● Excerpt from a dataset:
# # # #

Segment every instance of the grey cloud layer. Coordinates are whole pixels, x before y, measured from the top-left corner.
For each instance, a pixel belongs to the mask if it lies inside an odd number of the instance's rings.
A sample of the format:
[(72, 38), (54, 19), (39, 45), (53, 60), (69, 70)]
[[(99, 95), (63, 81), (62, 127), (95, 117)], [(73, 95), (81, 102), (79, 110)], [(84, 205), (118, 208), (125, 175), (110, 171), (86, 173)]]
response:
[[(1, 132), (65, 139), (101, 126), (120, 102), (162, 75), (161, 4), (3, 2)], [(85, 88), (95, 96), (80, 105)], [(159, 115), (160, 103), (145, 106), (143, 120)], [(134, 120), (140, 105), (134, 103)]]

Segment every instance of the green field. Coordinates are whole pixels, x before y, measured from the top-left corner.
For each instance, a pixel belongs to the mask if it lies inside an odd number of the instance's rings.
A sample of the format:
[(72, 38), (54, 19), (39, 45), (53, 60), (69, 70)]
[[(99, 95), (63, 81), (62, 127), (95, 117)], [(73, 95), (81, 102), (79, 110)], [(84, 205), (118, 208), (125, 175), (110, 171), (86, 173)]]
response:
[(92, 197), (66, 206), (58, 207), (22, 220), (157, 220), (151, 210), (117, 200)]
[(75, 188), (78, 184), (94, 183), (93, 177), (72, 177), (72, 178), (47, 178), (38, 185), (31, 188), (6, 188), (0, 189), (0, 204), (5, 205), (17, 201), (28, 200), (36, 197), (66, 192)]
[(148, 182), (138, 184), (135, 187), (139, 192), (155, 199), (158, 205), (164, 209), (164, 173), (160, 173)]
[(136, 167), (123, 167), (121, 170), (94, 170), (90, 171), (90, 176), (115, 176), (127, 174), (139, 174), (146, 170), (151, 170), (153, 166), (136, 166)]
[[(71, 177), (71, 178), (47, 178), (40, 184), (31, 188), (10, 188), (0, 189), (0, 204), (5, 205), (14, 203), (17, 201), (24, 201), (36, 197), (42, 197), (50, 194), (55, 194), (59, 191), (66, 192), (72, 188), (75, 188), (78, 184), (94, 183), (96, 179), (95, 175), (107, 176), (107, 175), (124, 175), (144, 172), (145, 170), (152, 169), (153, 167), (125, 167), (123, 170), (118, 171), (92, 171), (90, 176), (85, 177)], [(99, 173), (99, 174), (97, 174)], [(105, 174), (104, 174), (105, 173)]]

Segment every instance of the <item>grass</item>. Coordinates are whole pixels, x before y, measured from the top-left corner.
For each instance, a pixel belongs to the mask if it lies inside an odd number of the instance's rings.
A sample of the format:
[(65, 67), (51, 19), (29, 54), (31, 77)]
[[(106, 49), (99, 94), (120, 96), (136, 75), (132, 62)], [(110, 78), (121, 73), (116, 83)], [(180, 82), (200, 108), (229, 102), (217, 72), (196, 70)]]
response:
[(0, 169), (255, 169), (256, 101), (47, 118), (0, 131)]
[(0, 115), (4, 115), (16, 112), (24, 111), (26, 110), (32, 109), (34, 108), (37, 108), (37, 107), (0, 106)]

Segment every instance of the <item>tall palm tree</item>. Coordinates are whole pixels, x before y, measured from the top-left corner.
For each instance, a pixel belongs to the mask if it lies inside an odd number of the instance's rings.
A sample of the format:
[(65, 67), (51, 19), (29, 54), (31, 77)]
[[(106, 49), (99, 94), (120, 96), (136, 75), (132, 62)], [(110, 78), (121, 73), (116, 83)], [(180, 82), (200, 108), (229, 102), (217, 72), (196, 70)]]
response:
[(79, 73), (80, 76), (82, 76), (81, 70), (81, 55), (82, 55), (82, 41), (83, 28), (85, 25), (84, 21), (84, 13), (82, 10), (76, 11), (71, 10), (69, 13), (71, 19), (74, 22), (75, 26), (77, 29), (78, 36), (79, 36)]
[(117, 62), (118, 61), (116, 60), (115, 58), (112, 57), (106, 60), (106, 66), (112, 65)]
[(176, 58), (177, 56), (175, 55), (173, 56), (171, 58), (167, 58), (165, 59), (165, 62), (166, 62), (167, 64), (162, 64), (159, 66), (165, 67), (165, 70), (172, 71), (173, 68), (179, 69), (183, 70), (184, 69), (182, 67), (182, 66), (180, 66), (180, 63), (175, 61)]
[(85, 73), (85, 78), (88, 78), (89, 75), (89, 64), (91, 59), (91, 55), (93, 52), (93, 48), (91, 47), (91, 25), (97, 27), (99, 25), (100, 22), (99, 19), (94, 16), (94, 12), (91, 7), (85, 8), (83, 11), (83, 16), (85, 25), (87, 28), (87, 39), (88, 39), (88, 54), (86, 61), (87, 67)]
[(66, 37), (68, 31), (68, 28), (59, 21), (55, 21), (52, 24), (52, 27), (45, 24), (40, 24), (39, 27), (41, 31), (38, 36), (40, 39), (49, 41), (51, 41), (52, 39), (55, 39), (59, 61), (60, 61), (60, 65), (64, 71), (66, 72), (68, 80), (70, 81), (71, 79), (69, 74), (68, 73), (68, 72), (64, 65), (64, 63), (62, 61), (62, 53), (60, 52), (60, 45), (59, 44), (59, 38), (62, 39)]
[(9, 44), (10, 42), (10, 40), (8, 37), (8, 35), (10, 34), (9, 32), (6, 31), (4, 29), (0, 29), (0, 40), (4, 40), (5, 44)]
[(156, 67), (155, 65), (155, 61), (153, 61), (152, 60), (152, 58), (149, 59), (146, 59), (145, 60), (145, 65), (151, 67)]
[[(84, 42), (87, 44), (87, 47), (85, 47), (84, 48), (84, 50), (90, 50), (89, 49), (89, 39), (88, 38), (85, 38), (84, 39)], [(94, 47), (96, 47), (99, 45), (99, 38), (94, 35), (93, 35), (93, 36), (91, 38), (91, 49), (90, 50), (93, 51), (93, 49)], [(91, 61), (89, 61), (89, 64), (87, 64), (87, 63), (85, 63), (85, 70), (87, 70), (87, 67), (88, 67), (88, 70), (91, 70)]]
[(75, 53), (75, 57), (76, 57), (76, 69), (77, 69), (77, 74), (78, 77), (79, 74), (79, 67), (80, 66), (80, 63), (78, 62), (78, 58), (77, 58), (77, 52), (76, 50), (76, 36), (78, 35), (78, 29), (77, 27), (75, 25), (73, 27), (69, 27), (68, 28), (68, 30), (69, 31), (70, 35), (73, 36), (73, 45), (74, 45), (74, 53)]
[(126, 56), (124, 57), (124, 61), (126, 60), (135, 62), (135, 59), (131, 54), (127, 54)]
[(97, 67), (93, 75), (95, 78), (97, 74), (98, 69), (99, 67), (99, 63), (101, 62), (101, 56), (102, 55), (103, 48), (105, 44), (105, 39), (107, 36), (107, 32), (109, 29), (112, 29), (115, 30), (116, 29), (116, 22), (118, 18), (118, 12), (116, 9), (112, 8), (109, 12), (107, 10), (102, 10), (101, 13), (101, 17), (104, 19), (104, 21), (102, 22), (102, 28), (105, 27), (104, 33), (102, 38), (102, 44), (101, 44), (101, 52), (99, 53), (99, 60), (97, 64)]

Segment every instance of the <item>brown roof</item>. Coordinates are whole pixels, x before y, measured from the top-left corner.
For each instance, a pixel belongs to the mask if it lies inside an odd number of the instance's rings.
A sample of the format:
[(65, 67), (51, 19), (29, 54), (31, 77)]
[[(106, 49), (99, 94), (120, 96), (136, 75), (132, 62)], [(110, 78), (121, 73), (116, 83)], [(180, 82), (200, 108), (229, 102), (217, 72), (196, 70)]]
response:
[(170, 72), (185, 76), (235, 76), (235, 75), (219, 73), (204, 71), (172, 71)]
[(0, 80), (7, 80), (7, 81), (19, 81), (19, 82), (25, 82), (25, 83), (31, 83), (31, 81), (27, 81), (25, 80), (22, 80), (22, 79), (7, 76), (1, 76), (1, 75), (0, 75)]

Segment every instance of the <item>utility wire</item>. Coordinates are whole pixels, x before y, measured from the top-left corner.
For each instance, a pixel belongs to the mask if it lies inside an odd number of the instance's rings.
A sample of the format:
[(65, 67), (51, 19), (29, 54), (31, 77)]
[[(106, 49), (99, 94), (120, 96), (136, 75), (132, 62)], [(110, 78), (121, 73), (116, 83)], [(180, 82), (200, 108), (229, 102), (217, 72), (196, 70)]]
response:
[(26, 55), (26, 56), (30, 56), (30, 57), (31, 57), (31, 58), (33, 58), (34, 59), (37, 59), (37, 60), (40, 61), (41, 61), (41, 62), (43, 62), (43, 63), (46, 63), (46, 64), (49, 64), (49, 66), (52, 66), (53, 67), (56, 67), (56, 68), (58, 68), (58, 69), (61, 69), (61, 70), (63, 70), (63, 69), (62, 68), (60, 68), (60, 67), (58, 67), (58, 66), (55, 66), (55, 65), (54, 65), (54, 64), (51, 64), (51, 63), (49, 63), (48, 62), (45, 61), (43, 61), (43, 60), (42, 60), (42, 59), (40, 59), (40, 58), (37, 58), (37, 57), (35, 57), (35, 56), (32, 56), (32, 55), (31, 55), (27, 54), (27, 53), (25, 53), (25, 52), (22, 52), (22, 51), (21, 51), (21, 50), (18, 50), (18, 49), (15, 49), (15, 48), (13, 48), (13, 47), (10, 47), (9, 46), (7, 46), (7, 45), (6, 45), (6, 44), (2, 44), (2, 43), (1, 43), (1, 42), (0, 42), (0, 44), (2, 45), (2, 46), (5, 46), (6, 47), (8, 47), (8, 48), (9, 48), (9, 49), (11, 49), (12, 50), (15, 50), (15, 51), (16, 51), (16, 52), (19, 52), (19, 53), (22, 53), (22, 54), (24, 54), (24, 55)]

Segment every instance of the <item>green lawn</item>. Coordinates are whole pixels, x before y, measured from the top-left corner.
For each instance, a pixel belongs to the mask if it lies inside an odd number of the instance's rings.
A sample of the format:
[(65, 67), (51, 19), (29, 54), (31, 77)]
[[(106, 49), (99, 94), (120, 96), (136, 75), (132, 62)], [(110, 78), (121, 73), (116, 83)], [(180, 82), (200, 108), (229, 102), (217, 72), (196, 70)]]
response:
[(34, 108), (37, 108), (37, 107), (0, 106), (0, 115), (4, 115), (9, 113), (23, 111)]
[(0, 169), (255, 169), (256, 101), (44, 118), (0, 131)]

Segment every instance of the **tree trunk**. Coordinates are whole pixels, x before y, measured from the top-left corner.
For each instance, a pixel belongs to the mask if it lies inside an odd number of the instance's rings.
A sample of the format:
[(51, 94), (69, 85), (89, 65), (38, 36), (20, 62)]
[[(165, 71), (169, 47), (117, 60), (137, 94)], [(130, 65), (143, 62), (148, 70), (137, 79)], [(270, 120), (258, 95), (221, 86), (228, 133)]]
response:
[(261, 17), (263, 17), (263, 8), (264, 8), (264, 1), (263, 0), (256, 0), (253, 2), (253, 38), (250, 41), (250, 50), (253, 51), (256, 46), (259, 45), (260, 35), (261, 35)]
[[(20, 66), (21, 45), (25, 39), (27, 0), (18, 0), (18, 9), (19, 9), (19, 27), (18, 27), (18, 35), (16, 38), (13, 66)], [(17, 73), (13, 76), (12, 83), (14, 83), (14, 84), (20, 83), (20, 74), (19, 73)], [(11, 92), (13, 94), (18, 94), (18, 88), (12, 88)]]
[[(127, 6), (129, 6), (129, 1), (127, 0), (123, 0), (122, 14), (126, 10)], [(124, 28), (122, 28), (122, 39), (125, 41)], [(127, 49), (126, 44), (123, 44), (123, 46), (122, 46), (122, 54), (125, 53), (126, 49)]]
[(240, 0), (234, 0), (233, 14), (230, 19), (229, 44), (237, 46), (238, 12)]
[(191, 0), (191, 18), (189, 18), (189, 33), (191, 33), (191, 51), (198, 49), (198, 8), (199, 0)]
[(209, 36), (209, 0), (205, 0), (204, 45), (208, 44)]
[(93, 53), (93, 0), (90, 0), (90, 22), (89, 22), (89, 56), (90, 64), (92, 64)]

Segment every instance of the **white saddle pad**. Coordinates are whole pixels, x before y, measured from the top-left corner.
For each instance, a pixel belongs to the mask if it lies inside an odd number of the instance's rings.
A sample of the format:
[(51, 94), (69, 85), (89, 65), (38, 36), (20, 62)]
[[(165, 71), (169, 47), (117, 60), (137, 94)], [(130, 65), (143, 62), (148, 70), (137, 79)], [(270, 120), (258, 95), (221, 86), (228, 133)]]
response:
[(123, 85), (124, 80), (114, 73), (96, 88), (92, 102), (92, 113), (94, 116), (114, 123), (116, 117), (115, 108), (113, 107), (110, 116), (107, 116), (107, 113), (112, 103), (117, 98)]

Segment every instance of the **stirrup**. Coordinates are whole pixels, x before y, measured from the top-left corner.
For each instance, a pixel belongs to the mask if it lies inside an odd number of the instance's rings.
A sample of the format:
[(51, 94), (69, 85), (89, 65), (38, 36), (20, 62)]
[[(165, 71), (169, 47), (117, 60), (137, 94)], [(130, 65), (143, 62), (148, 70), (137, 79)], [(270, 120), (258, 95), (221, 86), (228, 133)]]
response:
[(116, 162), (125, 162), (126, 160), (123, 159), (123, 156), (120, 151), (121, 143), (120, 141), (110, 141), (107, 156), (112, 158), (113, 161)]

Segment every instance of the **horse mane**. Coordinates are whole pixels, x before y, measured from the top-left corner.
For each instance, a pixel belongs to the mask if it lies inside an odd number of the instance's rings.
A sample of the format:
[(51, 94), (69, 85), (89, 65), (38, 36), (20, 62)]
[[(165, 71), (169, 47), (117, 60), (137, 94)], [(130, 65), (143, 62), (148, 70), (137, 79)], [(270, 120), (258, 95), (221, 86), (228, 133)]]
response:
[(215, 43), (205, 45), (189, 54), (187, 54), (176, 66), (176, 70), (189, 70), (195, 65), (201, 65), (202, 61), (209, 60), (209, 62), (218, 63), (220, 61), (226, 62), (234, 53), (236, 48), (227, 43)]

# # # #

● Your goal: Edit the lines starting with the line that contains "Segment every instance of the green" and going on through the line that contains "174), (105, 173)]]", changing "green field" to "green meadow" and leaving everything else the same. Give back only those lines.

● Exercise response:
Segment every instance of the green meadow. Coordinates are whole pixels, x before y, measured from the top-left corner.
For each instance, a pixel belongs to the mask if it lies inside an odd number of the instance's rings.
A sample of the format:
[(72, 38), (54, 19), (39, 45), (53, 60), (69, 70)]
[[(99, 95), (63, 81), (62, 127), (95, 117)], [(73, 95), (81, 102), (79, 110)], [(84, 205), (118, 208), (125, 175), (110, 171), (86, 173)]]
response:
[(92, 197), (66, 206), (58, 207), (22, 220), (157, 220), (151, 210), (117, 200)]
[(75, 188), (78, 184), (94, 183), (93, 177), (72, 177), (72, 178), (47, 178), (38, 185), (31, 188), (6, 188), (0, 189), (0, 204), (5, 205), (17, 201), (28, 200), (36, 197), (66, 192)]
[(148, 182), (138, 184), (135, 187), (139, 192), (155, 199), (158, 205), (164, 209), (164, 173), (160, 173)]
[(136, 167), (123, 167), (121, 170), (94, 170), (90, 171), (90, 176), (115, 176), (127, 174), (139, 174), (146, 170), (151, 170), (153, 166), (136, 166)]
[[(71, 177), (71, 178), (47, 178), (40, 184), (31, 188), (10, 188), (0, 189), (0, 204), (5, 205), (14, 203), (17, 201), (24, 201), (36, 197), (42, 197), (50, 194), (55, 194), (59, 191), (66, 192), (72, 188), (75, 188), (78, 184), (94, 183), (96, 179), (95, 175), (107, 176), (107, 175), (124, 175), (144, 172), (145, 170), (152, 169), (153, 167), (125, 167), (123, 170), (118, 171), (92, 171), (90, 176), (85, 177)], [(99, 173), (99, 174), (97, 174)], [(105, 174), (104, 174), (105, 173)]]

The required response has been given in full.